╭──

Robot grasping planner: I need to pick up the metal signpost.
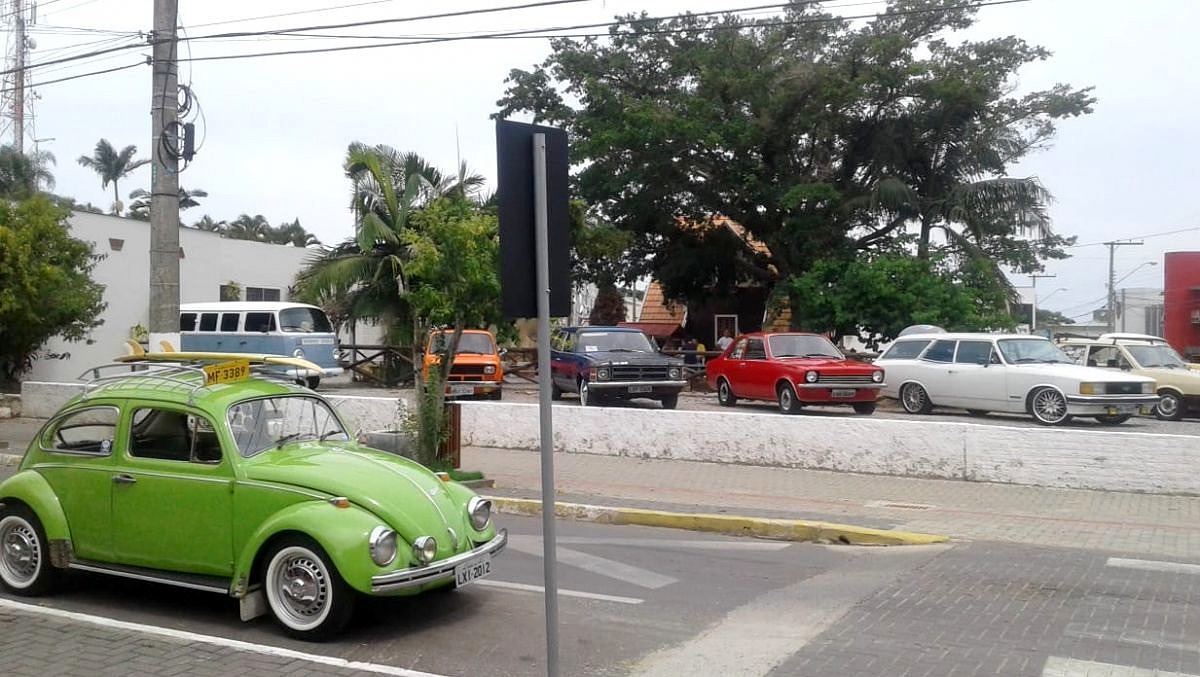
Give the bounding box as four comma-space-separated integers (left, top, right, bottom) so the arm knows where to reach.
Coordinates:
496, 120, 570, 677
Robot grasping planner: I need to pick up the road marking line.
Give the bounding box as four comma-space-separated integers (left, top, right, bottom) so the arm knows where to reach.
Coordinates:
0, 598, 446, 677
472, 580, 646, 604
558, 537, 792, 551
508, 535, 679, 589
1042, 655, 1200, 677
1105, 557, 1200, 575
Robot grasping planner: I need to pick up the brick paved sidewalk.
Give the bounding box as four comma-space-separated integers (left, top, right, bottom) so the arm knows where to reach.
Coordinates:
462, 448, 1200, 559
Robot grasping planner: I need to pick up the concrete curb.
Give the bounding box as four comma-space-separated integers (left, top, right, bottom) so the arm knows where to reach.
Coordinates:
488, 496, 949, 545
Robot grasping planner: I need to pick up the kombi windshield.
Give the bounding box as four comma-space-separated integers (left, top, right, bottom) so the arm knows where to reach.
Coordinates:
996, 339, 1074, 365
1126, 346, 1188, 369
767, 334, 842, 359
280, 307, 334, 334
227, 395, 350, 457
430, 332, 496, 355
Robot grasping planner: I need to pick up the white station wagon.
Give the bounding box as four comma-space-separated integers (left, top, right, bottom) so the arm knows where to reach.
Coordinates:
875, 334, 1158, 425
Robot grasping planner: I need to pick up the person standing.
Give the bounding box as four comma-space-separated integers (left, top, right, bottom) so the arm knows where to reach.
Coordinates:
716, 329, 733, 353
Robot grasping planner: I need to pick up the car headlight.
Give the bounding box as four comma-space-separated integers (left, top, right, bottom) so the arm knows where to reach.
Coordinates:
467, 496, 492, 532
367, 527, 396, 567
413, 537, 438, 564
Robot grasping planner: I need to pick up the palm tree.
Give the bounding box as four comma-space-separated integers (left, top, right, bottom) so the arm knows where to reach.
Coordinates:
0, 145, 54, 199
79, 139, 150, 215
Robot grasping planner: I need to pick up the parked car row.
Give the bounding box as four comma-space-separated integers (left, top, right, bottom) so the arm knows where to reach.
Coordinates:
552, 326, 1200, 425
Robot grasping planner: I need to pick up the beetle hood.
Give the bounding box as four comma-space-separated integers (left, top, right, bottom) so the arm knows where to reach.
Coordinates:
246, 442, 472, 558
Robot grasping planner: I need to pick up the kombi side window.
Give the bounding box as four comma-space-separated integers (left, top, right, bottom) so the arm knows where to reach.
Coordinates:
924, 340, 955, 363
246, 312, 275, 334
880, 340, 929, 360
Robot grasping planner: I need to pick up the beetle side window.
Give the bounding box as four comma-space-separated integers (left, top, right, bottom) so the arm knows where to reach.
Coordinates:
745, 339, 767, 360
880, 340, 929, 360
954, 341, 991, 365
922, 340, 955, 363
130, 407, 221, 463
41, 407, 118, 456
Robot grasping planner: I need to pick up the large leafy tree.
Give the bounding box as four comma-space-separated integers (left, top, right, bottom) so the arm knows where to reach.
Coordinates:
0, 196, 104, 385
79, 139, 150, 214
498, 0, 1093, 319
0, 145, 54, 199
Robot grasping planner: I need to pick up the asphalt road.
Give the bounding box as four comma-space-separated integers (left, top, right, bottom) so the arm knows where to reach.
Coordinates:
0, 517, 1200, 677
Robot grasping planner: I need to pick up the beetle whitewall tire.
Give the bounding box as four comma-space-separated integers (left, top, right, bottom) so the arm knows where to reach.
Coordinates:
263, 538, 354, 641
0, 505, 58, 597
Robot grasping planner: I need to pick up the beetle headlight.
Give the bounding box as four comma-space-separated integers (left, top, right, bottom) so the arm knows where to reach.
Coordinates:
367, 527, 396, 567
467, 496, 492, 532
413, 537, 438, 564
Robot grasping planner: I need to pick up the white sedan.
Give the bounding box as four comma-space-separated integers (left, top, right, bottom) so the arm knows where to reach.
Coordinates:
875, 334, 1158, 425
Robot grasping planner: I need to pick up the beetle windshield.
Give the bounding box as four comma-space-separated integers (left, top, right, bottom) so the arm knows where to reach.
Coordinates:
228, 395, 350, 456
1126, 346, 1188, 369
767, 334, 842, 360
280, 306, 334, 334
996, 339, 1074, 365
430, 332, 496, 355
580, 331, 654, 353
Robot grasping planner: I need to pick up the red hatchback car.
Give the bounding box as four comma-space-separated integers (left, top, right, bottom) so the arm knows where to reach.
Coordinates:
706, 331, 884, 414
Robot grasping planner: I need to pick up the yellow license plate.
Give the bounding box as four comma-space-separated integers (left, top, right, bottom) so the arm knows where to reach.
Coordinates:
204, 360, 250, 385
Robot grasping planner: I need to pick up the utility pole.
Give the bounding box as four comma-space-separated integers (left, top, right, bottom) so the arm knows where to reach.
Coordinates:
12, 0, 26, 155
149, 0, 179, 349
1030, 272, 1057, 334
1104, 240, 1145, 334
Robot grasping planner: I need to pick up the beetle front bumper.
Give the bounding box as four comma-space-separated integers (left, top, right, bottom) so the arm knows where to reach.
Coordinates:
371, 529, 509, 594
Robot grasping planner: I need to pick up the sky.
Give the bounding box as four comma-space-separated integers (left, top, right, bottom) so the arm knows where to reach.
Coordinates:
5, 0, 1200, 319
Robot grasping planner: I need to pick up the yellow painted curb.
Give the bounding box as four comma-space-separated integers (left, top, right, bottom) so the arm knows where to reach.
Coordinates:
488, 496, 949, 545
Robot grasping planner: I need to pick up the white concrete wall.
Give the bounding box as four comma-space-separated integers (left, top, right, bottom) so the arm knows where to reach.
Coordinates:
25, 211, 310, 382
462, 402, 1200, 493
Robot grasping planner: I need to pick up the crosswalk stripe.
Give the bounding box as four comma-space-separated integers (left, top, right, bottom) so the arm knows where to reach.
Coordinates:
1105, 557, 1200, 575
1042, 655, 1200, 677
508, 535, 679, 589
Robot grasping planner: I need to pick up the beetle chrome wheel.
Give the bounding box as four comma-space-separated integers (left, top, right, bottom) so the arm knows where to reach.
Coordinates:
1030, 388, 1070, 425
0, 515, 43, 589
1154, 390, 1183, 421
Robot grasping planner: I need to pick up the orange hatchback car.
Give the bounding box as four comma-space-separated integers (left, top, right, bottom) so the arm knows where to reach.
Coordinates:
421, 329, 504, 400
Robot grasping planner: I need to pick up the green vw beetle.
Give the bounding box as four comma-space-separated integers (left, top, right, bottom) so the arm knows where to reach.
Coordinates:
0, 355, 506, 640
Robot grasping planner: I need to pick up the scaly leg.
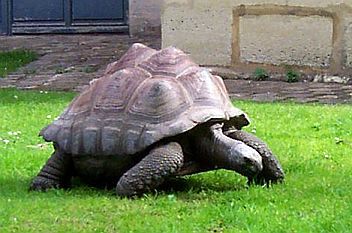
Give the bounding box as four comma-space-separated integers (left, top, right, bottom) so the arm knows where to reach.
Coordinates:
30, 149, 72, 191
225, 130, 285, 184
116, 142, 184, 197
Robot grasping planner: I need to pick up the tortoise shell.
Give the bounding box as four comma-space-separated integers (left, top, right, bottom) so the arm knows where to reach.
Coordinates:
40, 44, 249, 155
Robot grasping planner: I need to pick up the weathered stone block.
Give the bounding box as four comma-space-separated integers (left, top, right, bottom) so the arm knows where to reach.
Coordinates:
239, 15, 333, 67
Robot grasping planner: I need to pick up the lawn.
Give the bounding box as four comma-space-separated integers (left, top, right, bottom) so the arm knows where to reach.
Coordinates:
0, 90, 352, 233
0, 49, 38, 78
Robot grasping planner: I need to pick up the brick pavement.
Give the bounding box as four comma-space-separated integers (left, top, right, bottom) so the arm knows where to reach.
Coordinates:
0, 34, 352, 103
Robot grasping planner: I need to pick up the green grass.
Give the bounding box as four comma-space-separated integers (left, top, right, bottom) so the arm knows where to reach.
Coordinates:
0, 90, 352, 233
0, 49, 38, 78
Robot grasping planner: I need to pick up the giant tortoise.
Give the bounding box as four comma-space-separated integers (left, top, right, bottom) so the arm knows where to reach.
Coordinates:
30, 44, 284, 196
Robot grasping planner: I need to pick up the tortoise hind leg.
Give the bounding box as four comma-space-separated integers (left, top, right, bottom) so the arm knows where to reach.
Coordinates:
225, 130, 285, 185
116, 142, 184, 197
29, 149, 72, 191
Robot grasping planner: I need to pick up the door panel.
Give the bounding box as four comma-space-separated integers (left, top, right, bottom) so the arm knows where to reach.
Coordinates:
72, 0, 124, 21
13, 0, 64, 22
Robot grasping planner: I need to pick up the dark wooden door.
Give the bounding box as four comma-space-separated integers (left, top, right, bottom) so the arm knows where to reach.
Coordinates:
9, 0, 128, 33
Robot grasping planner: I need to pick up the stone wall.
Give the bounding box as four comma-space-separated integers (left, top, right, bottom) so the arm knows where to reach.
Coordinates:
128, 0, 162, 35
161, 0, 352, 73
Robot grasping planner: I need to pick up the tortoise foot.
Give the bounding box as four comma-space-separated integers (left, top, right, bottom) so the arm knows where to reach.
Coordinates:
29, 176, 63, 191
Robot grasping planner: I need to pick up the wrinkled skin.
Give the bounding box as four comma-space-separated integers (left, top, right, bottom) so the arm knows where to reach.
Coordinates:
30, 124, 284, 197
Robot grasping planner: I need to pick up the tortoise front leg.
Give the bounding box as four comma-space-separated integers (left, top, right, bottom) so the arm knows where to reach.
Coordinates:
225, 130, 285, 185
29, 149, 72, 191
116, 142, 184, 197
194, 123, 262, 178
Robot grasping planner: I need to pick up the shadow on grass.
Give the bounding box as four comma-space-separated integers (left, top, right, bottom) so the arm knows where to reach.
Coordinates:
0, 175, 247, 199
0, 88, 77, 105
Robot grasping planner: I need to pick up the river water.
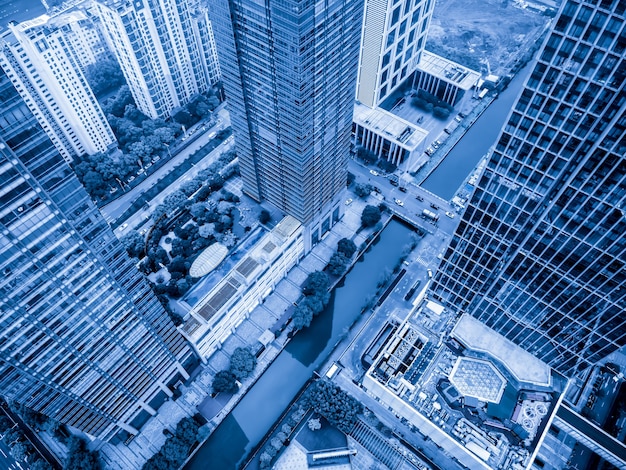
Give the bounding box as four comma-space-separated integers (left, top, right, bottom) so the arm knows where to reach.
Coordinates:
421, 60, 534, 201
185, 220, 412, 470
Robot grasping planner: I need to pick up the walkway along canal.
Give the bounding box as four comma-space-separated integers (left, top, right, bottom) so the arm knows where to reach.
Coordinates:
420, 60, 534, 201
185, 219, 413, 470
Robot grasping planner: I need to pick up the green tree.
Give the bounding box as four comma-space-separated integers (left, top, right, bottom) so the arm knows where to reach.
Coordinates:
291, 303, 313, 330
120, 230, 146, 258
361, 205, 381, 227
212, 370, 239, 393
302, 271, 329, 295
337, 238, 356, 258
328, 252, 349, 276
228, 348, 256, 380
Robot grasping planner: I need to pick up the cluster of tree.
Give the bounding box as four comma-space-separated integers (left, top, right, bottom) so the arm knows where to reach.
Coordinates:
85, 57, 126, 98
143, 418, 204, 470
328, 238, 356, 276
303, 379, 363, 433
63, 436, 102, 470
211, 347, 257, 393
356, 146, 397, 173
291, 271, 330, 330
411, 90, 454, 119
259, 406, 306, 470
361, 204, 381, 228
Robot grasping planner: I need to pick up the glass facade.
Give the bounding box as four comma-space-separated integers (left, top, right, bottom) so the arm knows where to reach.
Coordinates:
211, 0, 363, 224
433, 0, 626, 376
0, 71, 194, 440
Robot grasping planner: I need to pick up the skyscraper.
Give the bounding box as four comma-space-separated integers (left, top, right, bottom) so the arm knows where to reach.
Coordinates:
0, 71, 195, 440
211, 0, 363, 237
0, 15, 116, 162
433, 0, 626, 376
356, 0, 435, 108
96, 0, 219, 119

╰──

▶ **WORK TO COMPLETE**
Format everything from the start of the rows down to the line containing "496, 120, 570, 677" as a Markdown table with the columns Line No. and Line Text, omitting blank lines and any pictures.

▶ **TASK SOLUTION**
| Line No. | Line Text |
|---|---|
| 1 | Robot grasping planner: I need to pick up the metal signpost. |
| 2 | Give the bounding box as four comma-space-separated integers (left, top, right, bottom) so the arm knows where to reach. |
| 3 | Coordinates: |
| 4 | 496, 120, 570, 677 |